● **Text section**:
•••••

So yes, this is a matter of binary content (an image, or something else) being passed to formatContent()
. formatContent()
does a check for binary content, but only after the problematic regexp. Unfortunately it's required to be this way because the check for binary content may interpret string content as binary, which is perfectly valid. This is the whole reason why strings are removed, then put back.
Either there needs to be a more thorough check for binary before formatContent()
is called, or we need an alternate way to detect if a content stream is binary before the regexp is called.
One way may be to bulk remove everything from the content stream from the first parenthesis (start of the first supposed string) to the end of the stream, which would require only a minimal regexp. Everything left would have to be plain text abiding by a predictable regexp to show validity. If any binary bytes exist in what's left, the stream could safely be discarded.

•••••

● **Data provided**:
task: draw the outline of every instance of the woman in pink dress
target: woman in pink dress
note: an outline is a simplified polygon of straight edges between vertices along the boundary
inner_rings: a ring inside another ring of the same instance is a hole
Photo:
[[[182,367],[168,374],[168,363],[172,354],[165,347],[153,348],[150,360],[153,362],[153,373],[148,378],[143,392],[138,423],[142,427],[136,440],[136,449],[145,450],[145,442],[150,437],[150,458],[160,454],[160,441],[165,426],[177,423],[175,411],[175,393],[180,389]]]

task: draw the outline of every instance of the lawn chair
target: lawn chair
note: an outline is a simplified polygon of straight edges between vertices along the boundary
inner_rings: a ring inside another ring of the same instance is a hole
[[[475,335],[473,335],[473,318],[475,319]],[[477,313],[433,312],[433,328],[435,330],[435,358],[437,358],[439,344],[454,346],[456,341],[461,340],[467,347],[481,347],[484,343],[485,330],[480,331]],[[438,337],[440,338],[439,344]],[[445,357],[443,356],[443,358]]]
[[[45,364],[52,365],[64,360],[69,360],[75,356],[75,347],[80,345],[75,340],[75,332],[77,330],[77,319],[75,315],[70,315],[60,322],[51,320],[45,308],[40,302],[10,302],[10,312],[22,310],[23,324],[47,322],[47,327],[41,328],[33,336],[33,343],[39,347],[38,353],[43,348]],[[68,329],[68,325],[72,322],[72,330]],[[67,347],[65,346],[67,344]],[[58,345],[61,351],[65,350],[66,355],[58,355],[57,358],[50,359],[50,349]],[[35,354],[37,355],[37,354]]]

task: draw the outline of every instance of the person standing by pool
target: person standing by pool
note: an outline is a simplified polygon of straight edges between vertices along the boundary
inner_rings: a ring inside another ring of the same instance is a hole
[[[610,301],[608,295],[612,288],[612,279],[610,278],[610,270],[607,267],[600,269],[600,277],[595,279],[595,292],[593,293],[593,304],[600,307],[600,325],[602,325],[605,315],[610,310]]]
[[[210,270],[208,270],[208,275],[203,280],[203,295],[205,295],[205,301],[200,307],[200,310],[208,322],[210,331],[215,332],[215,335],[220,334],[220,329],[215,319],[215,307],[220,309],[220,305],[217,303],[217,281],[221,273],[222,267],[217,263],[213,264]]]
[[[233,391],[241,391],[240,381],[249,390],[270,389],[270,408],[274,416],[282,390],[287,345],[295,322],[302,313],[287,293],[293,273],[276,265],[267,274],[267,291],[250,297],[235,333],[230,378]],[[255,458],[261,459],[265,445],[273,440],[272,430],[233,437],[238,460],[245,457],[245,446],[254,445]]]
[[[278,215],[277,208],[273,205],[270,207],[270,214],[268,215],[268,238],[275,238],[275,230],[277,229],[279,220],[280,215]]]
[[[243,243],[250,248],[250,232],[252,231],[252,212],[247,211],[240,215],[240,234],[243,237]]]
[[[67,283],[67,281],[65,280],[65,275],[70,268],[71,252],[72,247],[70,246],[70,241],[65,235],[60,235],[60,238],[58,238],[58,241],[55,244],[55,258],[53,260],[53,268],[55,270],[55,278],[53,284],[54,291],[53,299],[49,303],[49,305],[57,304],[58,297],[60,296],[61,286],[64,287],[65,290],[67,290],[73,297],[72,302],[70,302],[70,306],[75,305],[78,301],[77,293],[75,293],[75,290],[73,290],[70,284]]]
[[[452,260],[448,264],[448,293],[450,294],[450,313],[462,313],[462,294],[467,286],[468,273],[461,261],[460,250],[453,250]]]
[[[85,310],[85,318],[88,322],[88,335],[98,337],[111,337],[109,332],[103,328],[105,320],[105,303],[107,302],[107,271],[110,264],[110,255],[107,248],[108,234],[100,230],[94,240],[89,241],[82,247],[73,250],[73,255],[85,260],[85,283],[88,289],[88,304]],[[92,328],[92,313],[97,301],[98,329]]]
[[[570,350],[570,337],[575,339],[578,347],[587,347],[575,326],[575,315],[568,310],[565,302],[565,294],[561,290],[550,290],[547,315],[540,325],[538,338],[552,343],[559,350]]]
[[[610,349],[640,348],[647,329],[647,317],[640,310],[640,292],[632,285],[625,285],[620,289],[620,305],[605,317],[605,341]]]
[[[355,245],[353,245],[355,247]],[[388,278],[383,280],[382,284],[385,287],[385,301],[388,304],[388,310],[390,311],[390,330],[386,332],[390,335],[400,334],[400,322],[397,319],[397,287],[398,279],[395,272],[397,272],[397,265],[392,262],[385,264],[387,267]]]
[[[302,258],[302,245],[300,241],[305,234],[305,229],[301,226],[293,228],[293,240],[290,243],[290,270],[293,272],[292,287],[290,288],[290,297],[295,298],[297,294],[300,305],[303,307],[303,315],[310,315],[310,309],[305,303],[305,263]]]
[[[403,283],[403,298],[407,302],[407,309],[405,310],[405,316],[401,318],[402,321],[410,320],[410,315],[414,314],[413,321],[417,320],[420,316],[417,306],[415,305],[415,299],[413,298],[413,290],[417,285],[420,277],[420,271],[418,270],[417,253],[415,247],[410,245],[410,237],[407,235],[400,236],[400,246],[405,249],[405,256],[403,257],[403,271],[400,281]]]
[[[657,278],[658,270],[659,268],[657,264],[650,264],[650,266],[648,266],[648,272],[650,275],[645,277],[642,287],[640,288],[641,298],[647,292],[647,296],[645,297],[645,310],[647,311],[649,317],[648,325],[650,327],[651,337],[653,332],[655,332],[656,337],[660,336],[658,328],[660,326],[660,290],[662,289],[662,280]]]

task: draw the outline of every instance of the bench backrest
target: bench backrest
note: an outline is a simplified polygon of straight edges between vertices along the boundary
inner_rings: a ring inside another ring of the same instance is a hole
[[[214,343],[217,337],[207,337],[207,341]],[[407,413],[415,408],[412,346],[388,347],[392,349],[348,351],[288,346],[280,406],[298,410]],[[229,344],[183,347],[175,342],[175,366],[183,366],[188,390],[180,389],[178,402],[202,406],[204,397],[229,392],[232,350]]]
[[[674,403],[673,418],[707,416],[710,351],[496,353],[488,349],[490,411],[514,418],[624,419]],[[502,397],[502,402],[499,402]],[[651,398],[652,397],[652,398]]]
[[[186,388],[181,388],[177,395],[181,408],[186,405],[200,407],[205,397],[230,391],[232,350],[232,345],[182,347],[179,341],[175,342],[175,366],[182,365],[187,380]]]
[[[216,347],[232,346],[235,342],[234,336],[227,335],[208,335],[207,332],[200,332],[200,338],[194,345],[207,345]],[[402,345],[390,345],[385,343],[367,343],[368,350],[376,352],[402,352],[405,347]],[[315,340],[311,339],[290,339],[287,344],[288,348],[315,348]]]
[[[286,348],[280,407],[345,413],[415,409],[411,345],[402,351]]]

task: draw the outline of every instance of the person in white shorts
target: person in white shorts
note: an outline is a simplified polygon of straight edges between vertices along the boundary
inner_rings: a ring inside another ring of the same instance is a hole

•••••

● **Set of tasks**:
• A. List every noun phrase in the formatContent() text that ends with the word "regexp."
• B. Write the next part of the text on detecting binary content in formatContent(), picking up after its last sentence.
The entries were taken from a different source than the text.

● **Answers below**:
• A.
the problematic regexp
the regexp
a minimal regexp
a predictable regexp

• B.
If anyone has any other ideas, let me know.
One way may be to bulk remove everything from the content stream from the first parenthesis (start of the first supposed string) to the end of the stream, which would require only a minimal regexp. Everything left would have to be plain text abiding by a predictable regexp to show validity. If any binary bytes exist in what's left, the stream could safely be discarded.
Something like this, I think, would cover all the bases:
$testBinary = preg_replace('/\(.*$/s', '', $content);
if (!preg_match('/^[a-zA-Z0-9 \r\n\/\[\].-]*$/', $testBinary)) {
return '';
}
This code resolves the error for this file, but other files may bring up other characters that need to be included in the regexp.
This code resolves the error for this file, but other files may bring up other characters that need to be included in the regexp.
Does it make sense to establish a switch using our Config
class to enable/disable this check? It could be extended so that the developer can not only enable this check but also provides a custom regex-pattern (which overrides the standard one).
WDYT?
Does it make sense to establish a switch using our
Config
class to enable/disable this check?
No, I don't think so. Right now formatContent()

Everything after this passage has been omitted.